:: Passage

It only took me another five to six years to test out that theory, but Frank may have been right. Regardless, the best way to experience Owl 1 and Owl 2 is to listen to them back to back – as they were intended.

The Appleseed Cast had been an “emo” band, one of the many similar sounding bands on the Deep Elm record label. Not that this was a band thing – Deep Elm at the time had a rich, talented roster of bands, and was well-known in indie circles. Still, the leap from The End of the Ring Wars to Low Level Owl: Volume I is drastic – and a great step in a new, fantastic direction.

From the opening notes of “The Waking of Pertelotte” though “View of a Burning City” and “View of a Burning City (reprise),” which end Owl 1 and begin Owl 2, respectively, and on until the last track of Owl 2, “Confession,” you are on a seamless aural ride.

Some might consider it a stretch, but really, Radiohead never did anything this good. The Appleseed Cast was labeled as “America’s closest thing to Radiohead” after these albums dropped in August and October of 2001, but the comparison is unjust in many ways. To me, these albums sound like what Roger Waters, David Gilmour, and the whole Pink Floyd gang would’ve made, had they grown up and came of age in the late ‘90’s. In terms of sheer depth, timbre, and feel, Low Level Owl has much more in common with Dark Side of the Moon than O.K. Computer.

In the land of post-rock (a label the Cast has again been pigeonholed into) and post-emo, these two records stand alone, on their own merits. There may be better bands, and better albums, in post-rock, underground indie rock, psychadelia, and instrumental rock, but the way these two albums flow together, and take the listener on an inner journey, can’t seem to possibly be topped, except maybe by Sigur Ros, and then… it’s a coin flip.

::::

### Given exercise 1
Locate each line in the rows that contains the string "floor", and copy those lines.
The Low Level Owl review and the rows come from two unrelated sources.

:: Records shown

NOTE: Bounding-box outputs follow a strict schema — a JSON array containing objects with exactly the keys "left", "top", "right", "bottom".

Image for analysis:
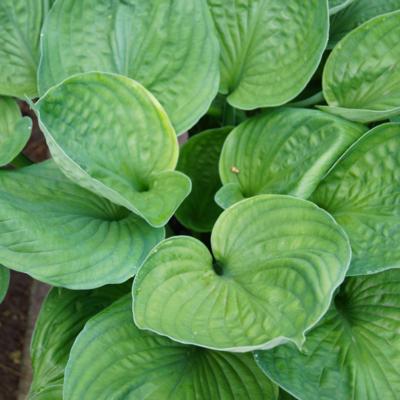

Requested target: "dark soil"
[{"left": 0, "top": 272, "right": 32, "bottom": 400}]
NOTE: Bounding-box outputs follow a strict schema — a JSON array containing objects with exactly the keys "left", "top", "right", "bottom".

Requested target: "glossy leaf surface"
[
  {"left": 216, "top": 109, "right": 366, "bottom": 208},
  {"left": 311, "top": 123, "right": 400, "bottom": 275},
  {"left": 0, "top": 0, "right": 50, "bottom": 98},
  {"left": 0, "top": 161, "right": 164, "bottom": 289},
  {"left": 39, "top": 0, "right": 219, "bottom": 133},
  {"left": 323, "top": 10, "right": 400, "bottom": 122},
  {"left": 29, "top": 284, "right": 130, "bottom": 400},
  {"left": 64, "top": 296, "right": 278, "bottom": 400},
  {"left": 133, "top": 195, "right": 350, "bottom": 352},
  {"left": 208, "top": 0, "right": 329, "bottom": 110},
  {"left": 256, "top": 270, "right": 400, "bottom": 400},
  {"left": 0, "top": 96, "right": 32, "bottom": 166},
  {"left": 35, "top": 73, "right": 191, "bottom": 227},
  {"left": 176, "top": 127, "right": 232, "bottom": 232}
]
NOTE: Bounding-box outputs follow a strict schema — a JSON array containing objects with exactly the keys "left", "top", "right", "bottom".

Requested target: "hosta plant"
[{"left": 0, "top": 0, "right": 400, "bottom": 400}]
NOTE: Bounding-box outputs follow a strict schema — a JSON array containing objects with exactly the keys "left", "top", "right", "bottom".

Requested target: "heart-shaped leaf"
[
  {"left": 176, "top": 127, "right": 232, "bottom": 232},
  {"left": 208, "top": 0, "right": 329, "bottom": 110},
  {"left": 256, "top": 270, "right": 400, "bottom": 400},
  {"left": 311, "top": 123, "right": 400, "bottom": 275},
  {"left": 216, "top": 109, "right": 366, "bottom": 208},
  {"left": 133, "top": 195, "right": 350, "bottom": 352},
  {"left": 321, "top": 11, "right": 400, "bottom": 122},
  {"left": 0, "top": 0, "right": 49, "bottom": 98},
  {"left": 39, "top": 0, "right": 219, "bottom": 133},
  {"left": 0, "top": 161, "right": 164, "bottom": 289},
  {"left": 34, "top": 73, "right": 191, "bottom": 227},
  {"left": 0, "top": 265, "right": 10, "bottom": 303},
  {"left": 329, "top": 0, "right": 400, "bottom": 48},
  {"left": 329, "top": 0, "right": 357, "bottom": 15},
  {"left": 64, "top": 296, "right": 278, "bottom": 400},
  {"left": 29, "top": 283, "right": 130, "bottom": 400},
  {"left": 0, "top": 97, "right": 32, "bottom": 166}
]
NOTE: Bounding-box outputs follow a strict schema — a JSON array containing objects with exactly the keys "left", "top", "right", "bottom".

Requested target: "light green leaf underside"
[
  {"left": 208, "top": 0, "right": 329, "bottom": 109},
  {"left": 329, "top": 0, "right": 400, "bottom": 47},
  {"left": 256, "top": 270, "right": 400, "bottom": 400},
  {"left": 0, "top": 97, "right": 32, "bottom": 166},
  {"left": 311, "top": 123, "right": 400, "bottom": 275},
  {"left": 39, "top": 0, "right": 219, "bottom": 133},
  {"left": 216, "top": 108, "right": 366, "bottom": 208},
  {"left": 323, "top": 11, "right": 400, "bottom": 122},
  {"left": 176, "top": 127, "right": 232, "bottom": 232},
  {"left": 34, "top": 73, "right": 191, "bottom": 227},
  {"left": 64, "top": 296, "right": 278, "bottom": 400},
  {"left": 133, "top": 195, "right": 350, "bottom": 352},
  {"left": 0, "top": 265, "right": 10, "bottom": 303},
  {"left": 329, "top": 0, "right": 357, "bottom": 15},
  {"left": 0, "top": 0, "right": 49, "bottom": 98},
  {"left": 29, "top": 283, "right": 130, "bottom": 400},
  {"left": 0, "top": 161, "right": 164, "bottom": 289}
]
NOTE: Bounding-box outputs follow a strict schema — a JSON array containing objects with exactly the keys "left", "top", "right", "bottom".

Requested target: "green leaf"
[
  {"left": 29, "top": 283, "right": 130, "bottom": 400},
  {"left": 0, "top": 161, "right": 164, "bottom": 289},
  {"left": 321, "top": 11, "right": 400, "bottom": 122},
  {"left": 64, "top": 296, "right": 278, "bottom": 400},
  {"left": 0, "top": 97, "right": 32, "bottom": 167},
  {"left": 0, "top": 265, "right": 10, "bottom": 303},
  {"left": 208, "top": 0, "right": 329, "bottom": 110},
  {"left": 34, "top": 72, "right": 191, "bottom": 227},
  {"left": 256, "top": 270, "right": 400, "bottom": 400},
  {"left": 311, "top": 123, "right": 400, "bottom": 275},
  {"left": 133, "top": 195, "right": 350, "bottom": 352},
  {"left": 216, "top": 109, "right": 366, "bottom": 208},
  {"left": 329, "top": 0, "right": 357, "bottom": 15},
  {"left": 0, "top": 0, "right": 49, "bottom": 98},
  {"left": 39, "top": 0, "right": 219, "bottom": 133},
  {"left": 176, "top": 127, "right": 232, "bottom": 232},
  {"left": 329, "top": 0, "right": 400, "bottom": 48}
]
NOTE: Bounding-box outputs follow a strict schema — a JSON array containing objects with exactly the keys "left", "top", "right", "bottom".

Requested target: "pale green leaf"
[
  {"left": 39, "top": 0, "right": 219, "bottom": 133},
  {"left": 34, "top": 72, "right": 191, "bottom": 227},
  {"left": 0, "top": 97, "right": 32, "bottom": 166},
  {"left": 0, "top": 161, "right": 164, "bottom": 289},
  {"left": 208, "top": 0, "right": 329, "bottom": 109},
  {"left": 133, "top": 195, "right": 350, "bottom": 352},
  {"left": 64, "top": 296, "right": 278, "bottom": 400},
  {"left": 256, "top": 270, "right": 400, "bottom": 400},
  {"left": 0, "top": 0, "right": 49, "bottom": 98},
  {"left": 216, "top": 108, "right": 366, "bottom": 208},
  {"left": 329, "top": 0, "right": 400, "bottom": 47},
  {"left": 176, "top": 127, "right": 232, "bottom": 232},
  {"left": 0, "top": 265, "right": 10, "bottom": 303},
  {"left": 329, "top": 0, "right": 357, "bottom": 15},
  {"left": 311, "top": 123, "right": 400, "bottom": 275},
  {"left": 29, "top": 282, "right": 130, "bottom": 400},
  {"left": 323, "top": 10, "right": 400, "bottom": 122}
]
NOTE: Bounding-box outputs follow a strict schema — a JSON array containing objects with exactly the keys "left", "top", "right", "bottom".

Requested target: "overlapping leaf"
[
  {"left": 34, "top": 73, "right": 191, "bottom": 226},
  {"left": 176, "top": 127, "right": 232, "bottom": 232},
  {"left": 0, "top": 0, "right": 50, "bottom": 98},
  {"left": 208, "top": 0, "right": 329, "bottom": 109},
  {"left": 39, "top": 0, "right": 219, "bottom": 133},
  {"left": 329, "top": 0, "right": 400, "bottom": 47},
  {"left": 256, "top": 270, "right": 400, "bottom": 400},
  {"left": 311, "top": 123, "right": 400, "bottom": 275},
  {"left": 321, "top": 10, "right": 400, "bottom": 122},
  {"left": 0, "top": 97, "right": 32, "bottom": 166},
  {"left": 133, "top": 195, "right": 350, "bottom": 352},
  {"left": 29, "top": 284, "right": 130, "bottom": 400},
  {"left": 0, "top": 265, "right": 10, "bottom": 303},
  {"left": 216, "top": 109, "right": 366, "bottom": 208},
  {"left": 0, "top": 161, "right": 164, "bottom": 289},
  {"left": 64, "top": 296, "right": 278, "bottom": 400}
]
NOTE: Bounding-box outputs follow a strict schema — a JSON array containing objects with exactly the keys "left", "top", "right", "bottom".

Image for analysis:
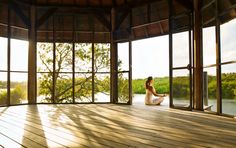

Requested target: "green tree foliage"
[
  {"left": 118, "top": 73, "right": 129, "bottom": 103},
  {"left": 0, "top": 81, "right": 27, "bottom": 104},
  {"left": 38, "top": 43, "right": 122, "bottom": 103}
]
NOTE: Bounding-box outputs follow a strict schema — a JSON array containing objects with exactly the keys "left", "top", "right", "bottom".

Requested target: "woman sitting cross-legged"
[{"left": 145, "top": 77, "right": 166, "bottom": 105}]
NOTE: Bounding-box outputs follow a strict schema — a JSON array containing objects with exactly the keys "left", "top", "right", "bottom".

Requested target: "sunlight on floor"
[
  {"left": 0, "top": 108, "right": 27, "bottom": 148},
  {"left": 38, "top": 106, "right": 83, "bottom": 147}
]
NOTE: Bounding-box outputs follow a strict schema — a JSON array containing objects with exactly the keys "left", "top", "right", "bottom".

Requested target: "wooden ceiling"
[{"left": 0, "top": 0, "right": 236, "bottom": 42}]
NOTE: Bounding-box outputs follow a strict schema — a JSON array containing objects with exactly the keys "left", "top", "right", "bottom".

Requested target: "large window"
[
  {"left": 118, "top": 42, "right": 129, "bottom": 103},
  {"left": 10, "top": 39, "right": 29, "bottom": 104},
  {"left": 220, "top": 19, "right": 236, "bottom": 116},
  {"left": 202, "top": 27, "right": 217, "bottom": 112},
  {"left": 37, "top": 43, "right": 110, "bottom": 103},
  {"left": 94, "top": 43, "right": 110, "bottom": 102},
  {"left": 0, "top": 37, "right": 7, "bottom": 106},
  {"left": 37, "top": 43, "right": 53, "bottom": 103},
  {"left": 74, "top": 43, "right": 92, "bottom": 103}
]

::::
:: Records shown

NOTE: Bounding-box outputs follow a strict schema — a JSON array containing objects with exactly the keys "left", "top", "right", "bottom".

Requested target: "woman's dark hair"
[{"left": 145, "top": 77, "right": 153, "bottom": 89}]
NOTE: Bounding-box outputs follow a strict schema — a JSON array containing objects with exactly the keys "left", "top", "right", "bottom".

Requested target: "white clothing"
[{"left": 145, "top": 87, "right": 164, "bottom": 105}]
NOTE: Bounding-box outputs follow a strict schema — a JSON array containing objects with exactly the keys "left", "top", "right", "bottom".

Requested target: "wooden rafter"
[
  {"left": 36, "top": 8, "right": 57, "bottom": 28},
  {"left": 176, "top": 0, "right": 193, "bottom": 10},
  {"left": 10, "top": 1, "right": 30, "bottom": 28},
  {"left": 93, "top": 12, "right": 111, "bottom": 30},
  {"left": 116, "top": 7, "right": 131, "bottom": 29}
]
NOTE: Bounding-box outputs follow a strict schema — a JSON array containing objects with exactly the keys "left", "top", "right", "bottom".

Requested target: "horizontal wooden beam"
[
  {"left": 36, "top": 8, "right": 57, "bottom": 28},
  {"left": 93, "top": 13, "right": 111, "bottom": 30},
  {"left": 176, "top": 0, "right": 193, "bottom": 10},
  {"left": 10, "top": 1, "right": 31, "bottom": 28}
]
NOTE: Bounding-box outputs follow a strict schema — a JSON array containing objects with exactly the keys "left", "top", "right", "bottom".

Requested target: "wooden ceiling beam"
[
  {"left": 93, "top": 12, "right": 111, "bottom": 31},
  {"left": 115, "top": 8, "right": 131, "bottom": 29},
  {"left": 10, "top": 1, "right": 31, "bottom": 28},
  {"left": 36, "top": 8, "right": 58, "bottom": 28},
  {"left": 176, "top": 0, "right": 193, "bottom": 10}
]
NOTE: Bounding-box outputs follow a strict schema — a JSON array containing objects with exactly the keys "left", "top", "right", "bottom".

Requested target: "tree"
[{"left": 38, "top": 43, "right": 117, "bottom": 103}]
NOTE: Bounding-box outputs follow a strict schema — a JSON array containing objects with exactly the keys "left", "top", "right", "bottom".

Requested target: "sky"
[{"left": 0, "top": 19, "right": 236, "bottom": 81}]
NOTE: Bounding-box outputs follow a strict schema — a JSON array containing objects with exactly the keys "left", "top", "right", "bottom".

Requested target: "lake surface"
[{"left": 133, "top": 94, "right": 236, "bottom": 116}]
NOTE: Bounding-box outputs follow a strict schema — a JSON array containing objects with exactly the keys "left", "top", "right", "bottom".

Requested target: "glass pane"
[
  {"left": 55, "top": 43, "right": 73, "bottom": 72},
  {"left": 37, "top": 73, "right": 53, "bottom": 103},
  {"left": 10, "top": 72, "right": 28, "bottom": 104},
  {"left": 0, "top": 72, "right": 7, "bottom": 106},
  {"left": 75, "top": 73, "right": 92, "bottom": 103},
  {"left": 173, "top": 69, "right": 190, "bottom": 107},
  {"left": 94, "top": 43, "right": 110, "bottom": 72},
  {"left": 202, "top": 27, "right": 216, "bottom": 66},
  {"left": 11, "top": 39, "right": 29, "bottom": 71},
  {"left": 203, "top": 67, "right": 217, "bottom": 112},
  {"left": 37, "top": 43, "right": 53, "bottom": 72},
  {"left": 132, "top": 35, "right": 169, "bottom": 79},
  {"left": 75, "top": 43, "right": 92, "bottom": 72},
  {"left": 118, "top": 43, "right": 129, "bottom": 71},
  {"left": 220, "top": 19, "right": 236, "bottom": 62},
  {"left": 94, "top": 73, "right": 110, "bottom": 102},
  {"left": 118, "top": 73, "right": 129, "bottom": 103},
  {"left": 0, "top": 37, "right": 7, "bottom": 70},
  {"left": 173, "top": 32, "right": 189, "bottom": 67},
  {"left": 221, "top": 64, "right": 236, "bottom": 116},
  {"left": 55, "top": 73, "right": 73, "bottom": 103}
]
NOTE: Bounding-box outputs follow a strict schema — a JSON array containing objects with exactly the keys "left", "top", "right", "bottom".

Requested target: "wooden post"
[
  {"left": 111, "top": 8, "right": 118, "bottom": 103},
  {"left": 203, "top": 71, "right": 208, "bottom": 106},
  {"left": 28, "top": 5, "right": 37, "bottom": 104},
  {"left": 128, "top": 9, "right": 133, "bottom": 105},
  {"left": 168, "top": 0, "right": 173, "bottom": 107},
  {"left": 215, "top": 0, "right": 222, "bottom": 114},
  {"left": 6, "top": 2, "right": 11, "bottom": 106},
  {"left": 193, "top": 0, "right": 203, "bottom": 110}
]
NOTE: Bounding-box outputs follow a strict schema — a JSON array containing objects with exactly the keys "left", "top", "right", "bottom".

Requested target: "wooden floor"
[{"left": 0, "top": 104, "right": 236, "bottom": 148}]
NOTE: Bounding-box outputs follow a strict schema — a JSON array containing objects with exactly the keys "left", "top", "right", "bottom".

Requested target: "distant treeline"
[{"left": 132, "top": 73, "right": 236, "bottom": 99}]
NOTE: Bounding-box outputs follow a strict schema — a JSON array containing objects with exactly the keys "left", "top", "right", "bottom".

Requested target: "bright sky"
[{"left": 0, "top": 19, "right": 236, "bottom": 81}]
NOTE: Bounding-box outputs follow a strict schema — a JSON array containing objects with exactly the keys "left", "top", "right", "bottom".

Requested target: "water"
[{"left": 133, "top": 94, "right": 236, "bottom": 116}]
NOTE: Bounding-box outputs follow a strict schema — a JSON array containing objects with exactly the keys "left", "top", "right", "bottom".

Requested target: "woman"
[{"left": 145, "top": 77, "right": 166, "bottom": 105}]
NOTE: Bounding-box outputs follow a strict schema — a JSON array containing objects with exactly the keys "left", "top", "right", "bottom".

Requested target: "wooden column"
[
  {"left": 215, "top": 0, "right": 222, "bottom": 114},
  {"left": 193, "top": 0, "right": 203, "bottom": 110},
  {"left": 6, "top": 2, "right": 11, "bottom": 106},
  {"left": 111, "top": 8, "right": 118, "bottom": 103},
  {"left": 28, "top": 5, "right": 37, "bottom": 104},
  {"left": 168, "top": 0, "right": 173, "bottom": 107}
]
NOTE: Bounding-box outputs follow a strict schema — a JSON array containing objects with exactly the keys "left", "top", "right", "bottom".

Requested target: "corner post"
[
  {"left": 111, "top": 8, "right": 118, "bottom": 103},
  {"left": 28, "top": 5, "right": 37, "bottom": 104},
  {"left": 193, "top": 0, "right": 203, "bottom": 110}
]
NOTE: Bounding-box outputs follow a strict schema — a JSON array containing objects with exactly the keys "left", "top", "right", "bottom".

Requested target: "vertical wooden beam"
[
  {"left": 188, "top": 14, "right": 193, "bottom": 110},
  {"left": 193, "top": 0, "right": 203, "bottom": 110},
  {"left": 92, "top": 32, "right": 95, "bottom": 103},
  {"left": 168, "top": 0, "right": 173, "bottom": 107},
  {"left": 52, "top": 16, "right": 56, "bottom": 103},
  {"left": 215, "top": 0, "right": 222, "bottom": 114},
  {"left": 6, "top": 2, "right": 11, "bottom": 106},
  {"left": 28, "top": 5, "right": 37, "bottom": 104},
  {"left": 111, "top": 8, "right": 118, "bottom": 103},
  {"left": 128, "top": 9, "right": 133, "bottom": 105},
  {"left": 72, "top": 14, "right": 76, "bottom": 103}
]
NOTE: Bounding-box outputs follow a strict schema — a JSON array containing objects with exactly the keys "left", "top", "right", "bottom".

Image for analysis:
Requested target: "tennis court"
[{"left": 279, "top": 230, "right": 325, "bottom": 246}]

::::

### Given exercise 2
Carry on the Low Level Owl review, starting after its last sentence.

### Task output 1
Requested target: "sunlight on floor"
Requested target: "wooden floor"

### Task output 2
There are vocals on many of the tracks, but you may not know what they are exactly unless you sit down with the album booklet and read through them as you listen. That’s not a half-bad idea, either, if you want to know what’s being said, but it might be even better to just turn off the lights, lay back on your bed, or hell, even your living room floor, and just listen.

When “The Waking of Pertelotte” turns into “On Reflection,” you know you have arrived at a sweet musical experience. The snapping, echoing snare hits and the bubbly guitar arpeggios are like dessert. And that’s just the beginning.

The completely masterful soundscapes that this band create over the course of two albums could draw comparisons to Mogwai, Pelican, Sigur Ros, and Explosions in the Sky. What sets them apart is the way the albums fit together, song after song leading into the next experiment.

Small tracks like “A Tree for Trails” link up songs like “Convict” and “Signal” (both of which are among the best tracks on the albums, especially “Signal”). When “Sunset Drama King” repeats musical and lyrical melody lines other songs, it reminds you how pleasant this experience has been, and at well over an hour into the journey, it may be the first time you’re reminded of just how seamless these albums are.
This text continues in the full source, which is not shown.